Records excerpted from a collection
- Opening Delimiter -

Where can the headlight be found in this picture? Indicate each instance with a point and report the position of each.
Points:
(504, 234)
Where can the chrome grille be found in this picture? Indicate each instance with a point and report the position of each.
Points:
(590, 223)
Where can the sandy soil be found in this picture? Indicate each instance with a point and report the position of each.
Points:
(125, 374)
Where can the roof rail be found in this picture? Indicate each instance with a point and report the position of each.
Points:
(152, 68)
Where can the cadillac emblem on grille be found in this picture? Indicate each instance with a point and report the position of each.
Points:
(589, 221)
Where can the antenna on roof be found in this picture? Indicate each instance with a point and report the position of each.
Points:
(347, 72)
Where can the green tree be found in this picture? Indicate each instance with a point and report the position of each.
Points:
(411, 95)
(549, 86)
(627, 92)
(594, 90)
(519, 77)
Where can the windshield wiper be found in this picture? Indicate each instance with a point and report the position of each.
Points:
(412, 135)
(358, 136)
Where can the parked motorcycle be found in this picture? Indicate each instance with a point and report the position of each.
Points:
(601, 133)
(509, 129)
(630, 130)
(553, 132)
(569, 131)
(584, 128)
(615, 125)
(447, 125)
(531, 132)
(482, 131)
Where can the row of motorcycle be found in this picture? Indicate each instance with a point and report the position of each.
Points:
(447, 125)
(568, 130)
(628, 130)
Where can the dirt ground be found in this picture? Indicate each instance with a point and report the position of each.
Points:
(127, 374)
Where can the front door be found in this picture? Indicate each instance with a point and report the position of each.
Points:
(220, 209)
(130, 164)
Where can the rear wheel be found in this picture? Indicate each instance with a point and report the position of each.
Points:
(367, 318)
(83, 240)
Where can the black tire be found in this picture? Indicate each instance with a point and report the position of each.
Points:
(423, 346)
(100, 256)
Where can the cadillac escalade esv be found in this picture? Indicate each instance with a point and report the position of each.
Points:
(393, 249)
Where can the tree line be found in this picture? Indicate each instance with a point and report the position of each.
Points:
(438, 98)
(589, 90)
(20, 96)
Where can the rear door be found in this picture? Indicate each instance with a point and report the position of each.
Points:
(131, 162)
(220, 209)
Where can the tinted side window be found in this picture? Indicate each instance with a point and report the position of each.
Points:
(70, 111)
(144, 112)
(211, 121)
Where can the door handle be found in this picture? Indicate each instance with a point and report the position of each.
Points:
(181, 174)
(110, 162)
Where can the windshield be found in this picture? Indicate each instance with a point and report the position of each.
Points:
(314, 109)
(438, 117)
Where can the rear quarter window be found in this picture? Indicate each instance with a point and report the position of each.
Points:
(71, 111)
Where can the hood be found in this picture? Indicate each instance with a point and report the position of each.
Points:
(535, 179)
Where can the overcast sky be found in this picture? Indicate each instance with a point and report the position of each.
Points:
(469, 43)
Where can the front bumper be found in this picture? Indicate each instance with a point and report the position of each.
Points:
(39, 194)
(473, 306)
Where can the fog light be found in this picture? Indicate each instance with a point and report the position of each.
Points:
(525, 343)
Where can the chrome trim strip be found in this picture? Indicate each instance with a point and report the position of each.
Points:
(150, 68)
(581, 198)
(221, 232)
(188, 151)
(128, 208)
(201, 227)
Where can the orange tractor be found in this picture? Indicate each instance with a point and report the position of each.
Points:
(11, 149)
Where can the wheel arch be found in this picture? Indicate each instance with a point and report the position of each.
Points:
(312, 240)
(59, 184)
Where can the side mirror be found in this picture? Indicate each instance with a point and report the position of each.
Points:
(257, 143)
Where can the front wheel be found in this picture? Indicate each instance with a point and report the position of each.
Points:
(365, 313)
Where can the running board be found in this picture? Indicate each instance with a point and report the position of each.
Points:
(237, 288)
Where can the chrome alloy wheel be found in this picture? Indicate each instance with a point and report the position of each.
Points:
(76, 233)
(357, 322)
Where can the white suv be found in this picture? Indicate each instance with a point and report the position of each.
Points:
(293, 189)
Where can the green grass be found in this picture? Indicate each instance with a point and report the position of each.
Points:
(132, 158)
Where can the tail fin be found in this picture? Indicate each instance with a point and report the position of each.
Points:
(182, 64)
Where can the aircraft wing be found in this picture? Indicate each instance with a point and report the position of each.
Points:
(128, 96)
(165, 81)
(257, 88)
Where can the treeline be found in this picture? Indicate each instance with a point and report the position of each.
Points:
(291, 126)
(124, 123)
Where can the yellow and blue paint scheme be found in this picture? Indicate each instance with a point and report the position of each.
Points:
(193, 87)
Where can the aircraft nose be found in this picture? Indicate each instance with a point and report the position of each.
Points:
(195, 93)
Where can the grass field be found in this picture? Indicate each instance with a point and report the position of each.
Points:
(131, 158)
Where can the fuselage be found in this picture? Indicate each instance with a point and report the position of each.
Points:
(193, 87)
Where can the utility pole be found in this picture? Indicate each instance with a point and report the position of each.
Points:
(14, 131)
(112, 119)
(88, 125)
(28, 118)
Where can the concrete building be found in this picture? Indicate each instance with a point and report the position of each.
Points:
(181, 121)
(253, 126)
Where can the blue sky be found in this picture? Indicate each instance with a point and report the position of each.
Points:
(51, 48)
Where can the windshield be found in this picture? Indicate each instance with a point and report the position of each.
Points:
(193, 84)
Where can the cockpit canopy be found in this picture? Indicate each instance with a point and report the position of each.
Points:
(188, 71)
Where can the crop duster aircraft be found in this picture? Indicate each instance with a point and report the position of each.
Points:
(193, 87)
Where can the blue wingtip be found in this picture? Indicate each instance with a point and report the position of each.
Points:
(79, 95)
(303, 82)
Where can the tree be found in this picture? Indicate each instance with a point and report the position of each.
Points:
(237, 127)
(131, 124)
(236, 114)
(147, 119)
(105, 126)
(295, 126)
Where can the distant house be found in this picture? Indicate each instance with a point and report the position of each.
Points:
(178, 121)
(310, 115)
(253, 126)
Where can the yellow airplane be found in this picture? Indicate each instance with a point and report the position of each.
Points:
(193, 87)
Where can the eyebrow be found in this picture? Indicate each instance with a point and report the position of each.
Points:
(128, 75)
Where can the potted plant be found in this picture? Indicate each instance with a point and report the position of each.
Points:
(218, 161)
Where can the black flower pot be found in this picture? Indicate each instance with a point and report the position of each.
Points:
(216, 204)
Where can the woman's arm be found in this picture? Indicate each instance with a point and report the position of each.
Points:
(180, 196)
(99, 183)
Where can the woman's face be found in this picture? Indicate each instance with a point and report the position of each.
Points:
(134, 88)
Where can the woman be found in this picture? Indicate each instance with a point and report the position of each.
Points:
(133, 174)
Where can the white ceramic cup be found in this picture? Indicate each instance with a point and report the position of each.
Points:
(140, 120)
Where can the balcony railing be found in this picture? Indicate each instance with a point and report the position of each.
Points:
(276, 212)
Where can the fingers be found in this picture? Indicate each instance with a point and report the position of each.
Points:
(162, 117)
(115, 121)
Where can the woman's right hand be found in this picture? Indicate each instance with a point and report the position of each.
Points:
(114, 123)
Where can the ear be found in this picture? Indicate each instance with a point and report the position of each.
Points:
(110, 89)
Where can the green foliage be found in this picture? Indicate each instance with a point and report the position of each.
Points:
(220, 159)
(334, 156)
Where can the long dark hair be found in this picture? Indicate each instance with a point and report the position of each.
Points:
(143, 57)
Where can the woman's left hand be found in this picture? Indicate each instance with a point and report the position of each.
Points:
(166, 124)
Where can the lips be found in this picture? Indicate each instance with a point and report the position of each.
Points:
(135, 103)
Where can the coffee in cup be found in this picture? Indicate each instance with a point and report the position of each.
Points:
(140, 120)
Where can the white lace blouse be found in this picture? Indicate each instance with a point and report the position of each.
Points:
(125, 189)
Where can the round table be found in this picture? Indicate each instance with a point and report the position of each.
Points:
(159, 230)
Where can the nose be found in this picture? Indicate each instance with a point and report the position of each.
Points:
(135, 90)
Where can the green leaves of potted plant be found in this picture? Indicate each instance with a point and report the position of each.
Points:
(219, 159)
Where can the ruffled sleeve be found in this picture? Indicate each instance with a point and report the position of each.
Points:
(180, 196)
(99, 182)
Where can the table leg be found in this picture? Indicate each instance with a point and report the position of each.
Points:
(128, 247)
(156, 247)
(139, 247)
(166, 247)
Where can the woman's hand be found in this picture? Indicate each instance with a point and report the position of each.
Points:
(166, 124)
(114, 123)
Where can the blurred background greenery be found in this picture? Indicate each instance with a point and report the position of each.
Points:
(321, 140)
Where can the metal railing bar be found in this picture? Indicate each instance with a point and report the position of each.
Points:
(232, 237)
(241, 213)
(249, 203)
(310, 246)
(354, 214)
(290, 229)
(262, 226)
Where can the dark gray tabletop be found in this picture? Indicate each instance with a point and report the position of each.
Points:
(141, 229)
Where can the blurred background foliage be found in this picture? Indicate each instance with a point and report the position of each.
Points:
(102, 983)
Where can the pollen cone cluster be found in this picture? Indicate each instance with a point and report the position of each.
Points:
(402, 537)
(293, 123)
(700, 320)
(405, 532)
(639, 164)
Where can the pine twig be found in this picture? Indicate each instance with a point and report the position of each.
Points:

- Closing Delimiter -

## Work item
Which lines of the data contain the word "cadillac"? Copy each one.

## Solution for this problem
Where can the cadillac emblem on grille be found in this picture? Indicate each instance with a point and report the position of each.
Where can the cadillac escalade esv be found in this picture? Indicate each instance with a point and report the position of each.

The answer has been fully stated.